CARTA AO ARTISTA: Querido Man in Black

Caro Johnny Cash, como vai a morte?

Vim dizer que sou um grande fã seu e preciso compartilhar uma história de salvamento: dias atrás eu sabia que precisava escrever uma carta para alguém (quinzenalmente alimento essa minha estranha mania de falar com pessoas que não vão me responder)  mas não conseguia decidir para quem, sabe como é.  Aí o estranho começou a acontecer, tudo me ligou a você de uma forma estranha.

Eu fui a uma feira de discos de vinil e lá estava o seu disco, prontinho para ser comprado, o que infelizmente eu não fiz. A semana veio e vários sinais eram jogados em meus olhos: no meu trabalho resolveram ouvir diversas vezes a sua música (o que eu não estou reclamando, não me entenda mal) e por fim, cheguei em casa e mais uma surpresa: o meu pai me chamando para rever o filme que contava um pouco da sua vida, Johnny e June.

Após esses diversos sinais, fiquei pensando: O que Johnny Cash quer tanto me dizer? Por que suas músicas e todo o resto estavam tão grudados em mim esses últimos dias? Seria algum tipo de sinal de que eu deveria falar com você ou um sinal de que eu estava totalmente insano? Bom, por enquanto achei melhor considerar a primeira opção, pois guardo (ansiosamente) a opção de enlouquecer para um dia mais ensolarado.

● **CONJUNTO DE REGISTROS**:
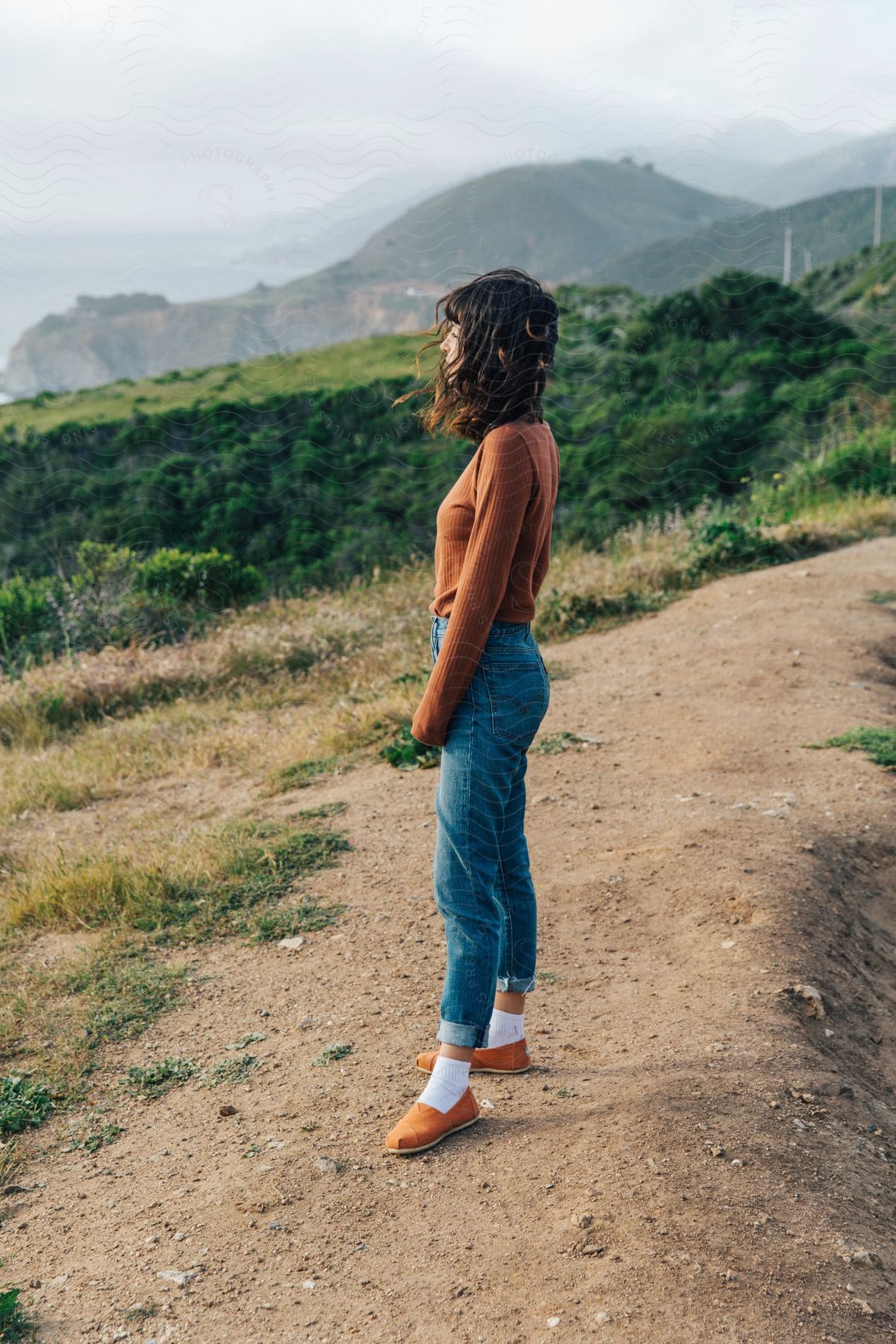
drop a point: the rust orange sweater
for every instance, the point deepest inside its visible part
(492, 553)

--

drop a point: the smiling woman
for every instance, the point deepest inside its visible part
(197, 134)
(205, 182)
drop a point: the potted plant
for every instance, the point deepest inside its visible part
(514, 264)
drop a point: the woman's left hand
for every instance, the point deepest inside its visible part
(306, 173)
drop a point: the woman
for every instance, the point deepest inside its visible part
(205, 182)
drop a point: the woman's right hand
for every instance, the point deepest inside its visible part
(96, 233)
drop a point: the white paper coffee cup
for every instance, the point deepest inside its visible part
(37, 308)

● **INSTRUÇÕES A SEGUIR**: Você pode transcrever fielmente o trecho da carta a Johnny Cash que começa em "CARTA AO ARTISTA: Querido" e termina em "Johnny e June."?

● **SOLUÇÃO DO PROBLEMA**:
CARTA AO ARTISTA: Querido Man in Black

Caro Johnny Cash, como vai a morte?

Vim dizer que sou um grande fã seu e preciso compartilhar uma história de salvamento: dias atrás eu sabia que precisava escrever uma carta para alguém (quinzenalmente alimento essa minha estranha mania de falar com pessoas que não vão me responder)  mas não conseguia decidir para quem, sabe como é.  Aí o estranho começou a acontecer, tudo me ligou a você de uma forma estranha.

Eu fui a uma feira de discos de vinil e lá estava o seu disco, prontinho para ser comprado, o que infelizmente eu não fiz. A semana veio e vários sinais eram jogados em meus olhos: no meu trabalho resolveram ouvir diversas vezes a sua música (o que eu não estou reclamando, não me entenda mal) e por fim, cheguei em casa e mais uma surpresa: o meu pai me chamando para rever o filme que contava um pouco da sua vida, Johnny e June.